Vorliegender Text —
---+---

VS-Schwennigen Es kommt zwar immer auf die Sichtweise und die Lesart an, aber das Ergebnis ist oft dasselbe. So kann man sich der aktuellen Ausstellung in der Städtischen Galerie mit den philosophischen Thesen Martin Heideggers nähern, wie es auch schon der Ausstellungstitel „Zwischen Bestand und e-Gestell“ nahe legt. Man kann sich aber auch ganz ohne Umwege, ohne Auseinandersetzung mit Heideggers Menschenbild im Spannungsfeld zur modernen Technik direkt mit der „Kunst im digitalen Zeitalter“ auseinandersetzen. Zugegeben, die Ausstellungen von Alejandro Perdomo Daniels sind anspruchsvoll, sind aber durchaus verständlich, sofern man sich die Zeit dafür nimmt. Und sie versprechen einen Erkenntnisgewinn.

Seine Premierenausstellung zu der komplexen Thematik der Transkulturalität, die von 900 Besuchern gesehen wurde, war ebenso wenig für den schnellen Konsum gedacht wie die aktuelle Präsentation. Damit bewegt sich die Ausstellung am Puls der Zeit. Einer Zeit, in der sich analoge Lebenswelten und digitale Spiegelbilder zunehmend überlagern. Einer Zeit, in der Algorithmen und KI den Rahmen und den Takt vorgeben. In diesem digitalen Prozess wird das Individuum Teil dieser nutzbaren Welt oder, um es mit Heidegger zu sagen, zu einem „Bestand“.

Künstler, als Teil dieses Bestands, kommen auch nicht mehr ohne die Auseinandersetzung mit dieser digitalen Lebenswelt aus. Zu sehen sind nun vier junge künstlerische Positionen, die sich mit digitalen Medien als künstlerisches Werkzeug und gesellschaftliches Phänomen auseinandersetzen. Bleibt da bei so viel digitaler Technologie die für den Kunstgenuss so essentielle Sinnlichkeit nicht auf der Strecke? Das ist zwar auch wieder Ansichtssache, aber gleich der erste Raum wird zum multimedialen sinnlichen Erlebnis. Nicolas Fehrs von dem Grimm‘schen Märchen „Der goldene Schlüssel“ inspirierte Rauminstallation „A Snail Called Desire“ wirft Fragen nach Erwartung und Erfüllung auf. Mit seiner geheimnisvollen Schatztruhe bietet uns Fehr schließlich einen Projektionsraum, der ganz subjektiv erfahrbar wird.

---+---

Vorliegende Daten —
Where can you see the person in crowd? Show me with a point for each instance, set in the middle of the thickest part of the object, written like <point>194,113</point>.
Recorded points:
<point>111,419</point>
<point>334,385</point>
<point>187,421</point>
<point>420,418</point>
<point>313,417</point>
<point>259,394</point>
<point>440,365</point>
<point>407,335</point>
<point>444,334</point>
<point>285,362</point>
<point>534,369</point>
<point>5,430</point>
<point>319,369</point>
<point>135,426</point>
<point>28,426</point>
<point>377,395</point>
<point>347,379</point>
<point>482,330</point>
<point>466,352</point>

---+---

Arbeitsauftrag —
Wie viele Besucher sahen laut dem Text über die Ausstellung in der Städtischen Galerie die Premierenausstellung zur Transkulturalität? Die Daten haben mit dem Text nichts zu tun.

Lösung —
900 Besucher